PASSAGE PROVIDED:
---*---
Friday, May 2

Maundy Thursday & Good Friday

Maundy Thursday

I attended an evening service at St George's Cathedral, where my new best friend A was singing in the choir.  Afterwards, a group of about 30 of us -- including laity and clergy from all over the world -- silently march to Gethsemane carrying a large wooden cross.  We are accosted by a few of the Muslims leaving evening worship at Al-Aqsa Mosque -- Thursday sunset is the beginning of Islam's holy day, and so busloads of worshippers were on their way home after attending mosque just as we walked past.  Most of them watched curiously, but silently, as our small band of noiseless Christians waded through the current of families and friends exiting the Old City.  A few young men spat and shouted angry words.

We continued our march past the heated tempers and frantic honking of the traffic jam occurring at the bottom of the Mount of Olives, and processed into the deep, dark, cool of the olive trees and ancient stones of Gethsemane until we were well insulated from acoustic reminders of modernity.

photo from Gethsemane, courtesy of Al & Judy Melton (fellow Jerusalem bloggers)
---*---
[Object location annotation data]
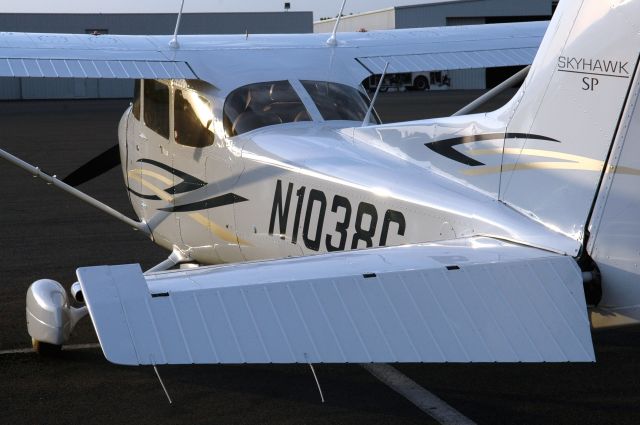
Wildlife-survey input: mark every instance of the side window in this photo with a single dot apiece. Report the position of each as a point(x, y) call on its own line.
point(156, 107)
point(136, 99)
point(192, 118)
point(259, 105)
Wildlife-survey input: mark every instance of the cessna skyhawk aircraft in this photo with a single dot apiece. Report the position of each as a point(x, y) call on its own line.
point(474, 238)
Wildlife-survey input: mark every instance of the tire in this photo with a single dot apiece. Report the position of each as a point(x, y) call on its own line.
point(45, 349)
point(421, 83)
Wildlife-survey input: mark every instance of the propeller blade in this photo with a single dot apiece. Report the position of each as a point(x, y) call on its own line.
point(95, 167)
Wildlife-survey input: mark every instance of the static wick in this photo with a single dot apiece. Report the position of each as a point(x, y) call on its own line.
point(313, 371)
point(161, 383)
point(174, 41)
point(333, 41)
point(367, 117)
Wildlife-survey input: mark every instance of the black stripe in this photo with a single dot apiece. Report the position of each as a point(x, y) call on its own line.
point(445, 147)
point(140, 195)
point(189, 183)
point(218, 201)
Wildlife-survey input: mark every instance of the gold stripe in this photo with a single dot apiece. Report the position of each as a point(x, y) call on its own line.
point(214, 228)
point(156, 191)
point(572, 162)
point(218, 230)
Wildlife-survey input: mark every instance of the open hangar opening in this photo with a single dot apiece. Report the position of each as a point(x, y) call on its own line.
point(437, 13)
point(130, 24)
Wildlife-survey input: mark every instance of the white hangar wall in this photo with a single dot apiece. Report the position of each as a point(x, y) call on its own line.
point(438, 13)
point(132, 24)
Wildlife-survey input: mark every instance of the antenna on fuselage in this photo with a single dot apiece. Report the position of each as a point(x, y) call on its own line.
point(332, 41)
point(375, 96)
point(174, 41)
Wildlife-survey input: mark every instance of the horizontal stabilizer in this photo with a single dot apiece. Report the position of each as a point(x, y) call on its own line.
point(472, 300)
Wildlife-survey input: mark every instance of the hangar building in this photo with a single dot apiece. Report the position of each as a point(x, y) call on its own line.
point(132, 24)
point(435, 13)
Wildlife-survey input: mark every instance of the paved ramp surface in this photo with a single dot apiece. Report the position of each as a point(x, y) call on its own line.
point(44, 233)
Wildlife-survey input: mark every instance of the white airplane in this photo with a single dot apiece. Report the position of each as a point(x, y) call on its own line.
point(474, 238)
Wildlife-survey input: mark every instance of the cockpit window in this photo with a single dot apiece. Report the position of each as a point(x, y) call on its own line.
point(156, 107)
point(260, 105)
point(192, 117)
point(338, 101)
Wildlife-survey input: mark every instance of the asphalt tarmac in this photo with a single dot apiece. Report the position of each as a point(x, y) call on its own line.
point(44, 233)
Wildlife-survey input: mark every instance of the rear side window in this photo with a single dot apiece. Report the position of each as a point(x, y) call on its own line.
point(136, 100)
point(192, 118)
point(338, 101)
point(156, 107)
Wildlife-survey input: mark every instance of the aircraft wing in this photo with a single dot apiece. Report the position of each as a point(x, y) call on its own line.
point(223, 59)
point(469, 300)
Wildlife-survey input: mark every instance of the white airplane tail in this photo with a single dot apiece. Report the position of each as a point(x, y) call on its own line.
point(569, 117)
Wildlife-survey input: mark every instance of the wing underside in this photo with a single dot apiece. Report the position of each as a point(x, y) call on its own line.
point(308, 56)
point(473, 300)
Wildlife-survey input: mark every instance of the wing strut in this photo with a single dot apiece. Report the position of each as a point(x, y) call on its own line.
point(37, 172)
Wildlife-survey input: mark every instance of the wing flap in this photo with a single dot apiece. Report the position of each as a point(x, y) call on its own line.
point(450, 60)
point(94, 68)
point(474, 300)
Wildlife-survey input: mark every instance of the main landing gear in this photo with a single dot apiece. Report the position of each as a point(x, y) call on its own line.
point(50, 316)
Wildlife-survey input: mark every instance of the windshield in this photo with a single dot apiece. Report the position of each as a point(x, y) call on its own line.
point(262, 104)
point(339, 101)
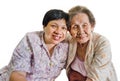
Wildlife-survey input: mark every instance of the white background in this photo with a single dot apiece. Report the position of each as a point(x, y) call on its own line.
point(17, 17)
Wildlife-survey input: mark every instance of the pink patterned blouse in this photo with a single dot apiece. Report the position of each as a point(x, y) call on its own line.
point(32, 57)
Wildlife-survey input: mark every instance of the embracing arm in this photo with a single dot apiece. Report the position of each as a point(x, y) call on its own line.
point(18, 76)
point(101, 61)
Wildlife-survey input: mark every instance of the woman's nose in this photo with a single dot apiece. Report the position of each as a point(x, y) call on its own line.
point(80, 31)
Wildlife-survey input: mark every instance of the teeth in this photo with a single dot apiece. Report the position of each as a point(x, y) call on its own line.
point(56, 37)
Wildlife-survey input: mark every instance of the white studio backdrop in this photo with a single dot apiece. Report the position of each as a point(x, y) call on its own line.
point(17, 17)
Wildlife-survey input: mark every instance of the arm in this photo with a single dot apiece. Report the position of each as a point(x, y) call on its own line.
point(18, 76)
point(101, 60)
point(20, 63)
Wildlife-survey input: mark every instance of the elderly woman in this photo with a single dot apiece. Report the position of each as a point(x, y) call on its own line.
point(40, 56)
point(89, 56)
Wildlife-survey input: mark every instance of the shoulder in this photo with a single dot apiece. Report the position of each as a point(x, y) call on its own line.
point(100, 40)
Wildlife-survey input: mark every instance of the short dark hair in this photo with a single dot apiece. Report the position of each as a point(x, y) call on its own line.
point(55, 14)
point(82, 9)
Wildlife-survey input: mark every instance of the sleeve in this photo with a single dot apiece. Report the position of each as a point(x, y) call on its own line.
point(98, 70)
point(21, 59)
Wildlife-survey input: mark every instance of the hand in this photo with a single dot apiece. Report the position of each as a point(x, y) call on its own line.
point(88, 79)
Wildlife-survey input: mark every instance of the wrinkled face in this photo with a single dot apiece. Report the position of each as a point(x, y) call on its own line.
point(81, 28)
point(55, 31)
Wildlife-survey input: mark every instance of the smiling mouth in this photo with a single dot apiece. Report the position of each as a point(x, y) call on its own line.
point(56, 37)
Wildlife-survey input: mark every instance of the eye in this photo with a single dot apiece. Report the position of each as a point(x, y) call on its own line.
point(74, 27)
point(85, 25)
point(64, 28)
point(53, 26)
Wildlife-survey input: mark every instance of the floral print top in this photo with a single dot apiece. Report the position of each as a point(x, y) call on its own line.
---*---
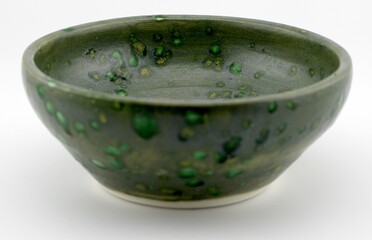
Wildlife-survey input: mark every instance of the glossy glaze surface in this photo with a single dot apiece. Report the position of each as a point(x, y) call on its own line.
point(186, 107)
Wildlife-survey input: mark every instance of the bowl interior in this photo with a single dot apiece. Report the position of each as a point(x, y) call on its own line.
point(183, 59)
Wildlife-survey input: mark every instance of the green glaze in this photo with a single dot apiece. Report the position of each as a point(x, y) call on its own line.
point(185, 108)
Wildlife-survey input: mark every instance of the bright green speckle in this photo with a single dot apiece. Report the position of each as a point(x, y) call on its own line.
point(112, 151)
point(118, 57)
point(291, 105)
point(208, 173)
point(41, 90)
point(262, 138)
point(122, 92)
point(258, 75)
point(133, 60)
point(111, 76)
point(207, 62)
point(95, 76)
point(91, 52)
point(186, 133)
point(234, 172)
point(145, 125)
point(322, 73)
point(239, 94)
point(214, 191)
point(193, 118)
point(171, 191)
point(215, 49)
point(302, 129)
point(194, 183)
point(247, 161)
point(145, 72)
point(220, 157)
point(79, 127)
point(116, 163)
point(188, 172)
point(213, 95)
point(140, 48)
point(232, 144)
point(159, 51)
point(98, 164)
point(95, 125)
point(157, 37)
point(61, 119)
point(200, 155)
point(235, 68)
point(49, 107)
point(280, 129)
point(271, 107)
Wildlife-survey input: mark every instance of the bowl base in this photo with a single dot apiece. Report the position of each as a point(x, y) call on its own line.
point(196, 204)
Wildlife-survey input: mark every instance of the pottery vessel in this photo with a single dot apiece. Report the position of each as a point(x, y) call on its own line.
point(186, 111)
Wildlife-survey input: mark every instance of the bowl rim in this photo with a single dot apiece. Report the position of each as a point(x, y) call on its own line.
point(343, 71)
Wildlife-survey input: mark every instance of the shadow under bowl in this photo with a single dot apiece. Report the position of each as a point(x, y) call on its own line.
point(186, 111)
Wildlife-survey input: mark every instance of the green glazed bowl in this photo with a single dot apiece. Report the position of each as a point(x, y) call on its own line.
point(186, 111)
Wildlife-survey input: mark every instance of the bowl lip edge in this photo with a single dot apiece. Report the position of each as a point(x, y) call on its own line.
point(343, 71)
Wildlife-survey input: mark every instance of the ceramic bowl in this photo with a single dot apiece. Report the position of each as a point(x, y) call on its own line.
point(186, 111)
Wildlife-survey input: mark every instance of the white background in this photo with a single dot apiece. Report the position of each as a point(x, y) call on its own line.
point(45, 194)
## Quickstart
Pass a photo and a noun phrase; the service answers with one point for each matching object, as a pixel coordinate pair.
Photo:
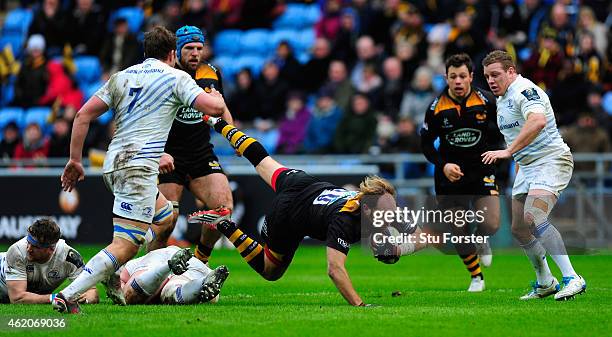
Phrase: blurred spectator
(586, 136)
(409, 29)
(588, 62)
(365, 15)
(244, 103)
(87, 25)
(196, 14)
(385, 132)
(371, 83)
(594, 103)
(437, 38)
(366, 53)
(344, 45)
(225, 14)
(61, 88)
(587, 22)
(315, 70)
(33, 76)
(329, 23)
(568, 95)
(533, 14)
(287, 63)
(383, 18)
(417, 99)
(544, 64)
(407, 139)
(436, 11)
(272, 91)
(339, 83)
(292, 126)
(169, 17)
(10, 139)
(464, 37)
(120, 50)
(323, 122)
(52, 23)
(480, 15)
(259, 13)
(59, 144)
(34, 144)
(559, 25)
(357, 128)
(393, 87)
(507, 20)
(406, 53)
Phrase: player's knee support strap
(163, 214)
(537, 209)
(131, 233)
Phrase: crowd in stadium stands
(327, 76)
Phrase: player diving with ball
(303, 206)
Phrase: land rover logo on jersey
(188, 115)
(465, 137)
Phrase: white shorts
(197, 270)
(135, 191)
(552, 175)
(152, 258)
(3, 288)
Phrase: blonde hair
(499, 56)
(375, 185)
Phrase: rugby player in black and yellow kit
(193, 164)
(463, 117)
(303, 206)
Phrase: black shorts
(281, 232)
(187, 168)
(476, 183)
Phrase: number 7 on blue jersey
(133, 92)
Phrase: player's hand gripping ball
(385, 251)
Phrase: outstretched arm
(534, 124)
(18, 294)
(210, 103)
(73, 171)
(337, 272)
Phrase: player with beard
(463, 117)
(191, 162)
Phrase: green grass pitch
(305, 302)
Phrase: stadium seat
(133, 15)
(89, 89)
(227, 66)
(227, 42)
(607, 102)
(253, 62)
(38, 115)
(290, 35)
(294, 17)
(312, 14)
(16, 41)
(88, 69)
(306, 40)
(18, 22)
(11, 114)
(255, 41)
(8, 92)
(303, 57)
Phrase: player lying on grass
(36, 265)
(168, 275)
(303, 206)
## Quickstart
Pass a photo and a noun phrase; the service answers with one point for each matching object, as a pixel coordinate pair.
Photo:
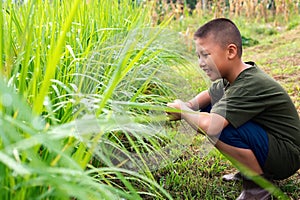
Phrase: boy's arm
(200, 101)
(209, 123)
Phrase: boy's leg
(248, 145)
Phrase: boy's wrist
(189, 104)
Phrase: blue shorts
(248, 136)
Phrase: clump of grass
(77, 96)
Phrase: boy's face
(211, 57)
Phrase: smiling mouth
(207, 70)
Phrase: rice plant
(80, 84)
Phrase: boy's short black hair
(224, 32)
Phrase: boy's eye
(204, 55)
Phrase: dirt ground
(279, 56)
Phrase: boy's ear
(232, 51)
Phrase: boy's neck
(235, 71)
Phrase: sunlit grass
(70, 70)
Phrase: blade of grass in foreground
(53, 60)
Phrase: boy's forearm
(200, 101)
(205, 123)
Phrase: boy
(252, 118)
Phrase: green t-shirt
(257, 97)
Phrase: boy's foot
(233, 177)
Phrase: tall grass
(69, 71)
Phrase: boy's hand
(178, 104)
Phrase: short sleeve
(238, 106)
---*---
EXERCISE TASK: In the Maundy Thursday entry, about how many people marched silently to Gethsemane carrying a large wooden cross?

FINAL RESULT: About 30 people.